> _TEXT SECTION_
((

Selenium and Animal Health
A special issue of Antioxidants (ISSN 2076-3921). This special issue belongs to the section "Health Outcomes of Antioxidants and Oxidative Stress".
Deadline for manuscript submissions: closed (31 March 2019) | Viewed by 45581
Special Issue Editor
Interests: nutritional physiology; natural antioxidants; selenium and selenoproteins; elemental metabolomics; molecular metabolism
Special Issues, Collections and Topics in MDPI journals
Special Issue Information
Dear Colleagues,
Selenium is an essential trace element in the diet of humans and animals. The efficiency of Se assimilation from diet depends on the form used in the diet. It is a component of more than 30 selenoproteins, which play a significant role in the organism.
Selenoproteins protect cells from damage inflicted by free radicals, the cause of many chronic diseases. They also participate in the metabolism of thyroid hormones, control reproductive functions and exert neuroprotective effects. In addition to its anti-proliferative and anti-inflammatory properties, selenium stimulates the immune system.

))

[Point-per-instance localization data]
((

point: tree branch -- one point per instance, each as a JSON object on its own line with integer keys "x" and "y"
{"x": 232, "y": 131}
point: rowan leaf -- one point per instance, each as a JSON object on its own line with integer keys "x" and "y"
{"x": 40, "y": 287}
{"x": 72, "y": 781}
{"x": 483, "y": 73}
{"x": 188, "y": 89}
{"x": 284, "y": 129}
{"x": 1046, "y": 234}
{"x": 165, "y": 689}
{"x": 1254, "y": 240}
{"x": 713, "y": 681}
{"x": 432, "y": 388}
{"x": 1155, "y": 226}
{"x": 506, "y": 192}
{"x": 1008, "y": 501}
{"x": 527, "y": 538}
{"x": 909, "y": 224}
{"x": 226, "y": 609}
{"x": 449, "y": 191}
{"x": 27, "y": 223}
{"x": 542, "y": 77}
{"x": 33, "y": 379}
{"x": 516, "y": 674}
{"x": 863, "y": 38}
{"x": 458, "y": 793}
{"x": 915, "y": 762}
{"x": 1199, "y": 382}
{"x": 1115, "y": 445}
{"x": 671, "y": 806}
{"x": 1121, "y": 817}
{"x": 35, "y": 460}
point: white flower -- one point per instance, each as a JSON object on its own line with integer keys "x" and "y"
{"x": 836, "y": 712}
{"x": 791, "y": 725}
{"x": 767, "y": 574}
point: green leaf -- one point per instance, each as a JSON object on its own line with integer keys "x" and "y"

))

> _QUESTIONS ON THE MATERIAL_
(a) According to the selenium special issue page, selenium is a component of how many selenoproteins?
(b) In the selenium special issue page, rewrite everything from "Selenium and Animal" down to "in the organism.", swapping "trace element" for "micronutrient".
(c) Summarize the selenium special issue page in two sentences.

> _SOLUTIONS_
(a) More than 30.

(b)
Selenium and Animal Health
A special issue of Antioxidants (ISSN 2076-3921). This special issue belongs to the section "Health Outcomes of Antioxidants and Oxidative Stress".
Deadline for manuscript submissions: closed (31 March 2019) | Viewed by 45581
Special Issue Editor
Interests: nutritional physiology; natural antioxidants; selenium and selenoproteins; elemental metabolomics; molecular metabolism
Special Issues, Collections and Topics in MDPI journals
Special Issue Information
Dear Colleagues,
Selenium is an essential micronutrient in the diet of humans and animals. The efficiency of Se assimilation from diet depends on the form used in the diet. It is a component of more than 30 selenoproteins, which play a significant role in the organism.

(c) Selenium is an essential trace element in the diet of humans and animals, its assimilation depends on the dietary form used, and it is a component of more than 30 selenoproteins. Selenoproteins protect cells from free-radical damage, take part in thyroid hormone metabolism, control reproductive functions and exert neuroprotective effects, while selenium also stimulates the immune system.